++++ TASK INPUTS

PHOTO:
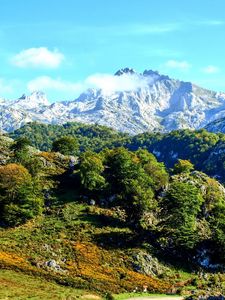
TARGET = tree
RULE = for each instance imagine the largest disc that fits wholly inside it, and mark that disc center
(66, 145)
(20, 150)
(183, 166)
(20, 196)
(154, 169)
(90, 171)
(180, 208)
(130, 182)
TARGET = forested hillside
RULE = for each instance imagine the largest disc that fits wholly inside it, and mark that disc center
(204, 149)
(112, 220)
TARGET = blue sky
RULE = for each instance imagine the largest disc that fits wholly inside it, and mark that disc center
(59, 46)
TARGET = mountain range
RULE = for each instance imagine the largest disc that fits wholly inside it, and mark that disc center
(156, 103)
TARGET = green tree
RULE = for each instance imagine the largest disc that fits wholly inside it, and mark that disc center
(66, 145)
(131, 183)
(91, 171)
(183, 166)
(180, 208)
(20, 196)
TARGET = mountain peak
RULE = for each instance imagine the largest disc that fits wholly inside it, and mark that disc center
(33, 101)
(125, 71)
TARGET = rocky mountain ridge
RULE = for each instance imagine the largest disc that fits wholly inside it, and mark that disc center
(156, 103)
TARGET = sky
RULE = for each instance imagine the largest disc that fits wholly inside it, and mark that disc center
(63, 47)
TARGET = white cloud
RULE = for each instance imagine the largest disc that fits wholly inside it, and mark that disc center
(142, 29)
(5, 87)
(48, 83)
(107, 83)
(211, 69)
(180, 65)
(212, 23)
(38, 58)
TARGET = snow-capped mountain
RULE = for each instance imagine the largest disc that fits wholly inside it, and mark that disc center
(151, 102)
(216, 126)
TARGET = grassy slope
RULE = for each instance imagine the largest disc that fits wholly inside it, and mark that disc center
(91, 245)
(18, 286)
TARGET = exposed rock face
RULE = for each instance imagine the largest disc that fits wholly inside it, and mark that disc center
(150, 102)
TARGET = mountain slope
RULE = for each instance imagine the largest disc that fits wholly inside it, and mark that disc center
(142, 102)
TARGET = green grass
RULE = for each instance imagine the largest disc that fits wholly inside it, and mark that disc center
(125, 296)
(18, 286)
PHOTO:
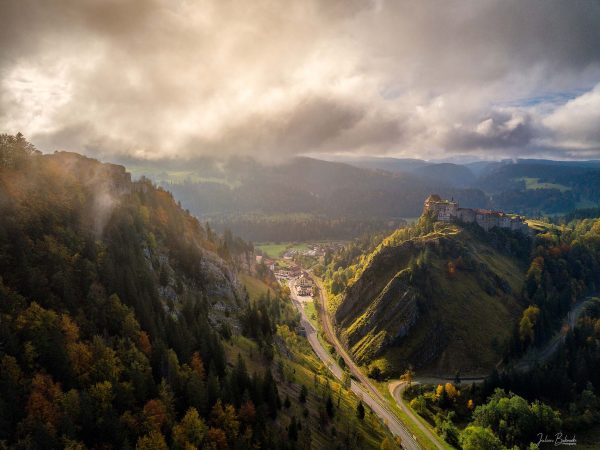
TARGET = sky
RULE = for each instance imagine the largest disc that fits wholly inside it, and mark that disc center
(159, 79)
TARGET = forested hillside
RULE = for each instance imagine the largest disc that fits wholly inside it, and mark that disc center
(300, 198)
(421, 298)
(123, 323)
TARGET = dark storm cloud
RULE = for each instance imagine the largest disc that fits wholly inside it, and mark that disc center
(272, 78)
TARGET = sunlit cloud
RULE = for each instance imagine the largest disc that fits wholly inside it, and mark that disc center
(269, 78)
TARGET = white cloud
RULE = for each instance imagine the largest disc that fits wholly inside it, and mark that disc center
(154, 78)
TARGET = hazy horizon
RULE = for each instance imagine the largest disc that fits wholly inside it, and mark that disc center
(158, 79)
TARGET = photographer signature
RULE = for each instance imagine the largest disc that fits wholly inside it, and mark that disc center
(559, 439)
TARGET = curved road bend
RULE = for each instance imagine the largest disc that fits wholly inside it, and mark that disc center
(391, 421)
(396, 389)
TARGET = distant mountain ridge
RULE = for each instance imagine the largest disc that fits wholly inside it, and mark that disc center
(422, 299)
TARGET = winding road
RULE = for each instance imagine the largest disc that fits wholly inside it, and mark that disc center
(362, 387)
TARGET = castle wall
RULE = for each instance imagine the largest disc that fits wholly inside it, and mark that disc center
(447, 211)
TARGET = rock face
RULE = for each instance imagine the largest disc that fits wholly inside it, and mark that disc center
(436, 302)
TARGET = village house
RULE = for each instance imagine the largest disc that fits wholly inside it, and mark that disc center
(449, 210)
(305, 285)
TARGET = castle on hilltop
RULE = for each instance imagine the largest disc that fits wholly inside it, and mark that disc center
(448, 210)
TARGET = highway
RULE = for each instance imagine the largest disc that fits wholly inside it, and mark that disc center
(363, 387)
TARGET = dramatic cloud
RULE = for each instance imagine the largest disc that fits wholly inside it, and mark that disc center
(167, 78)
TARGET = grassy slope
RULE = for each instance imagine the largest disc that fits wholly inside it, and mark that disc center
(296, 365)
(534, 183)
(254, 286)
(467, 323)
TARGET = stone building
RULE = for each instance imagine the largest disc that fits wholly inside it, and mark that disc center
(449, 210)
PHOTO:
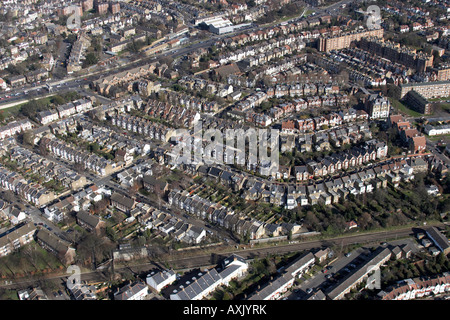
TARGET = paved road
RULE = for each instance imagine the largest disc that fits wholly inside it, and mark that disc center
(188, 260)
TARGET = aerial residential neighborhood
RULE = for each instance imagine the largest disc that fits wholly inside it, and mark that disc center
(238, 150)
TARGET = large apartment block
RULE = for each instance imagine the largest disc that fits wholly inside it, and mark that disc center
(397, 53)
(342, 41)
(428, 90)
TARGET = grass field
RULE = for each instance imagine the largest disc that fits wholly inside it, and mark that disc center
(404, 109)
(28, 260)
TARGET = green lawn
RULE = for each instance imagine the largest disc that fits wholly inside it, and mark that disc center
(404, 109)
(28, 260)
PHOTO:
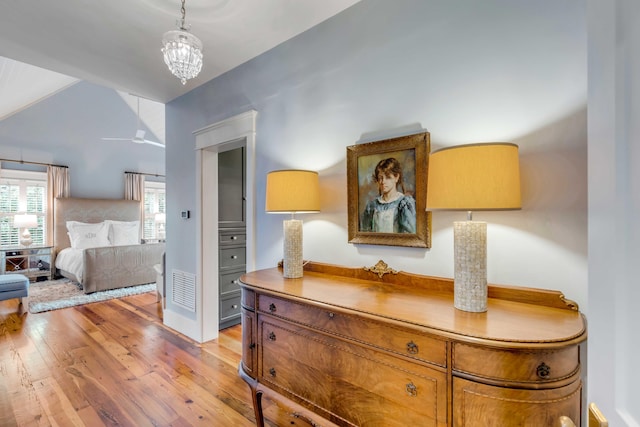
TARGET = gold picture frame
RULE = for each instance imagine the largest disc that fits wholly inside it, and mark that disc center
(411, 153)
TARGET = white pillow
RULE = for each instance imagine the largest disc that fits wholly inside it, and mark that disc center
(124, 232)
(84, 235)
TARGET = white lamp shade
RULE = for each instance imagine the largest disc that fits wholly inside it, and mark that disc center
(474, 177)
(25, 221)
(290, 191)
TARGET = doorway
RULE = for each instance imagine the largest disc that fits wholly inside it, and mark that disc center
(237, 131)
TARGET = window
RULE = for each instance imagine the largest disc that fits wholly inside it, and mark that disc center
(22, 192)
(154, 211)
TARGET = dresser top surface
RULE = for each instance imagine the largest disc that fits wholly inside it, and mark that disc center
(425, 305)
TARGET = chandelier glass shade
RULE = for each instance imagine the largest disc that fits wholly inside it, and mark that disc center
(182, 51)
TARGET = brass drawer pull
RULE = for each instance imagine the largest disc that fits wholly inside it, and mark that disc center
(412, 390)
(543, 370)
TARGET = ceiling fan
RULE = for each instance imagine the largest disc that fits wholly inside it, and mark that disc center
(139, 136)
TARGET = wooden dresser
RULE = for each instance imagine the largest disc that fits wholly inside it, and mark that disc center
(376, 348)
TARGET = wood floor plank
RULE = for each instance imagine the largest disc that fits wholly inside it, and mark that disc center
(55, 404)
(114, 363)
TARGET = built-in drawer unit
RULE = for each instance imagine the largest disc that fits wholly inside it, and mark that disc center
(232, 236)
(232, 257)
(230, 280)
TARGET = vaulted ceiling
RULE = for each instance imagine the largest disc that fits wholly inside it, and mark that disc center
(48, 45)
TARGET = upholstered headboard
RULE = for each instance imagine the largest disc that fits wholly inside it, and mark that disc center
(89, 210)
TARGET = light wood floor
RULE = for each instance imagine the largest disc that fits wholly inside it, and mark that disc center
(113, 363)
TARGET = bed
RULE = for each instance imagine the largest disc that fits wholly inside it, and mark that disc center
(105, 266)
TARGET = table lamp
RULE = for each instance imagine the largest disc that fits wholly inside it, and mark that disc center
(25, 222)
(471, 178)
(292, 191)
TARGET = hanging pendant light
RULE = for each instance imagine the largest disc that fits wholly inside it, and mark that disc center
(182, 51)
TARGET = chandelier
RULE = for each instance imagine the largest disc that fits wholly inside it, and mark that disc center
(182, 51)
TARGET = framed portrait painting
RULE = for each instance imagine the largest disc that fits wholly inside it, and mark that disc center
(387, 192)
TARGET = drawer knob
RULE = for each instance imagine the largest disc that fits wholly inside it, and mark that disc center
(412, 348)
(543, 370)
(412, 390)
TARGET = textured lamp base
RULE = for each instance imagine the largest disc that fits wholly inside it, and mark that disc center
(292, 248)
(470, 265)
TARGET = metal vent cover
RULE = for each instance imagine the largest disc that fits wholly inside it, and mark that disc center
(184, 290)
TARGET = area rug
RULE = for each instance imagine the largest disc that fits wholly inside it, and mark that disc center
(62, 293)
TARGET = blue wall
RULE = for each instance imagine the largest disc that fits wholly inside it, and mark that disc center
(467, 71)
(66, 128)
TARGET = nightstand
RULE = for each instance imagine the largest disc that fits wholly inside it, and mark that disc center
(33, 261)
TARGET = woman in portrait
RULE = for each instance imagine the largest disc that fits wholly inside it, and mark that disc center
(392, 211)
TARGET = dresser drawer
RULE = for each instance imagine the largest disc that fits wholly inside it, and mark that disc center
(229, 281)
(232, 236)
(232, 257)
(477, 404)
(341, 377)
(397, 340)
(528, 366)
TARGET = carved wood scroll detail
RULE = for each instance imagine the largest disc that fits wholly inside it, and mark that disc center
(381, 268)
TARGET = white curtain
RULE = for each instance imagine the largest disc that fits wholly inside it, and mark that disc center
(134, 190)
(57, 186)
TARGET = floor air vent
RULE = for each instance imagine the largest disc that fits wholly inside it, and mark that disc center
(184, 290)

++++++++

• [WORK INSTRUCTIONS] Give back the lines above exactly, from the one with "TARGET = drawer knob" through the last line.

• [CORRECT OUTPUT]
TARGET = drawer knob
RULE = for each instance imagine the largest disc that fits wholly inside it, and mark that disc center
(412, 348)
(543, 370)
(412, 390)
TARGET = textured lamp base
RULE = for each instance imagine the largest disc that fits wholly inside it, and mark that disc center
(292, 248)
(470, 265)
TARGET = metal vent cover
RULE = for each instance imagine the largest disc that fits wholly inside it, and mark that disc center
(184, 290)
TARGET = area rug
RULE = for each instance imagine the largest disc that fits wholly inside it, and mark that disc center
(62, 293)
TARGET = blue wall
RULE = for each instance imagine the largest disc that fits wholly inside it, and mark that disc center
(467, 71)
(66, 128)
TARGET = nightstand
RULE = for each instance imagine the largest disc that fits wholly inside it, and mark that disc center
(33, 261)
TARGET = woman in portrait
RULE = for each instance imagine the largest disc that fits wholly inside it, and mark that disc center
(392, 211)
TARGET = dresser drawer
RULE = for each instance imagine the largest disc that fits wholly inside it, and mark that disc center
(229, 281)
(232, 236)
(232, 257)
(477, 404)
(341, 377)
(397, 340)
(528, 366)
TARGET = carved wood scroll detail
RULE = for each instance imagine the largest disc that fits wholly inside it, and mark that disc center
(381, 268)
TARGET = white curtain
RULE = for each instance imagine the largest disc that fits wholly inside it, and mark that disc center
(134, 190)
(57, 186)
TARGET = floor air vent
RULE = for each instance imagine the largest disc that fits wholly inside it, and mark that disc center
(184, 290)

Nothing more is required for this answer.